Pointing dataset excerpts
***

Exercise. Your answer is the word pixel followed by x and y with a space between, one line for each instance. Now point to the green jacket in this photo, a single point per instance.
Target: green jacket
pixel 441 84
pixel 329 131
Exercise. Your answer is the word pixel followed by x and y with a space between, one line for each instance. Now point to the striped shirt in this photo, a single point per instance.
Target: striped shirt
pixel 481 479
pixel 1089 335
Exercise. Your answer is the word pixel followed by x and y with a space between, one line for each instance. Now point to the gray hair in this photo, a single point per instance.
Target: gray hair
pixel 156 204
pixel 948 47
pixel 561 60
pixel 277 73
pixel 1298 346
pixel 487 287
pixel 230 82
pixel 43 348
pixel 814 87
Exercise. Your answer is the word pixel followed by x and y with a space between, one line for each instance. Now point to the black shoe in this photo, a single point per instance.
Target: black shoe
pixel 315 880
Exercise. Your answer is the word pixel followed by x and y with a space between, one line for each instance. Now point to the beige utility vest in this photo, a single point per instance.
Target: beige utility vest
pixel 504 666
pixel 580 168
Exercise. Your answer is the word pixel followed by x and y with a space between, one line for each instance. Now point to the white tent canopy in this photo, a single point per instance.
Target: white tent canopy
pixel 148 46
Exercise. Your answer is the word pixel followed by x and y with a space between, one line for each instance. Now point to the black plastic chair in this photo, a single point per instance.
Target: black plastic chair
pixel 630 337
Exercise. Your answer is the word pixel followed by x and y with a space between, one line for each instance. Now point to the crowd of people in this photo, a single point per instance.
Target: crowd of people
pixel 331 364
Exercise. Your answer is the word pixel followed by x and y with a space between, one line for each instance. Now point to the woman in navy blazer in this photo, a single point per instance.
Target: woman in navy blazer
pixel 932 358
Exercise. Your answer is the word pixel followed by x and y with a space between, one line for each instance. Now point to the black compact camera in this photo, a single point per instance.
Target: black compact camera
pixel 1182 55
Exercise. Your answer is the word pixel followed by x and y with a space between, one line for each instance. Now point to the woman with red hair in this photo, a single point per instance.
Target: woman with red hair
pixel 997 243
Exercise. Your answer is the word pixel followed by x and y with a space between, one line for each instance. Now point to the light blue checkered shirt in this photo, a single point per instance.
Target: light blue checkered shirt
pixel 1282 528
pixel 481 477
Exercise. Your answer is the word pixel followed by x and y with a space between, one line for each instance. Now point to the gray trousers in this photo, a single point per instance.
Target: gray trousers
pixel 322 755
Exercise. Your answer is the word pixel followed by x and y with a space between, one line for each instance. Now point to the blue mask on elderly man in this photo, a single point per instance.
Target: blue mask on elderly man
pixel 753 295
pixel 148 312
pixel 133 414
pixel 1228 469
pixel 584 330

***

Directive →
Can you rewrite the whole listing above, changing every "black" to "dark" and keeping everything else the same?

Correct answer →
Exercise. Your answer is the word pixel followed by x and y with a space between, one line for each instance. Now point to the green jacket in this photo, a single point per instance.
Target: green jacket
pixel 441 84
pixel 329 131
Exercise. Your answer is the word pixel followed by x and y with a space between, one line for each instance. Now point to the striped shirt in this photo, a single point per instance.
Target: striped shirt
pixel 481 479
pixel 1089 335
Exercise. Your answer is the word pixel followed by x and y with a space between, one line for each instance. Now point to the gray hair in this photo, a single point per instance.
Target: gray hair
pixel 156 204
pixel 948 47
pixel 561 60
pixel 277 73
pixel 1298 346
pixel 487 287
pixel 230 82
pixel 43 348
pixel 814 87
Exercise. Your answer is the word pixel followed by x and y with a space between, one line for each instance. Now point to the dark shoe in this photo, a single point per instance.
Target: dark shoe
pixel 315 880
Exercise. Your answer is the word pixel followed by x and y with a space between, one line for each instance. Now point to the beige utility vest in this photo, a single point per instance.
Target: beige utility vest
pixel 504 666
pixel 580 168
Exercise. Your answer is the word pixel followed by x and y with a space between, one line for each instance. Now point to the white tent canopy in this photo, a single point per instance.
Target: white tent canopy
pixel 148 46
Exercise. Your answer is the word pixel followed by x and y with a space between, one line for each instance. Now point to the dark plastic chair in this photo, a single point per instance.
Target: dark plastic chair
pixel 630 337
Exercise. Your answer is the word pixel followed by x and y with a space between, one line for each instance. Now point to the crowd of people in this photo, a single point per instance.
Target: crowd of people
pixel 331 364
Exercise. Your answer is the word pixel followed by x and y with a space between, one line for each instance. Now point to the woman in navy blazer in this photo, a single point per instance.
Target: woman in navy blazer
pixel 932 358
Exercise. Your answer is the word pixel followed by x and y with a space between, one line for each instance. Now point to the dark compact camera in this photo, a single point per instance.
Target: dark compact camera
pixel 1182 55
Exercise. Your answer is the word pixel followed by x and y with a space between, one line for each instance. Now point to the woman with red hair in this photo, a single point per instance.
Target: woman with red hair
pixel 997 243
Exercise. Your answer is the word pixel followed by x and y with a space between, one line for each instance. Now point to the light blue checkered shirt in this photo, a single point per instance.
Target: light blue checkered shirt
pixel 1282 528
pixel 481 477
Exercise. Your answer is the word pixel followed by x and y with a space between, one line for each instance. Now point to the gray trousers in this photo, a single point per instance.
Target: gray trousers
pixel 322 755
Exercise. Your answer is the word pixel followed by x and y with a space between, one line for each instance. Now point to the blue mask on elderly man in this photo, a single point per instance.
Target: blue mask on elderly man
pixel 753 295
pixel 148 312
pixel 133 414
pixel 1228 469
pixel 584 330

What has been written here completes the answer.